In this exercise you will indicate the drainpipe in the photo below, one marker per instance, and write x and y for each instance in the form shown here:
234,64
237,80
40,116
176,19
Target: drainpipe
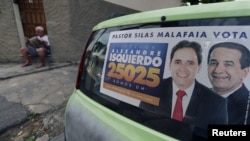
----------------------------------------
Task requirements:
Show every line above in which the word "drainpipe" occurs.

Written solution:
In this exercise you will indicate the drainpipe in the photo below, one marker per instance, and write x and y for each instance in the form shown here:
Target: drainpipe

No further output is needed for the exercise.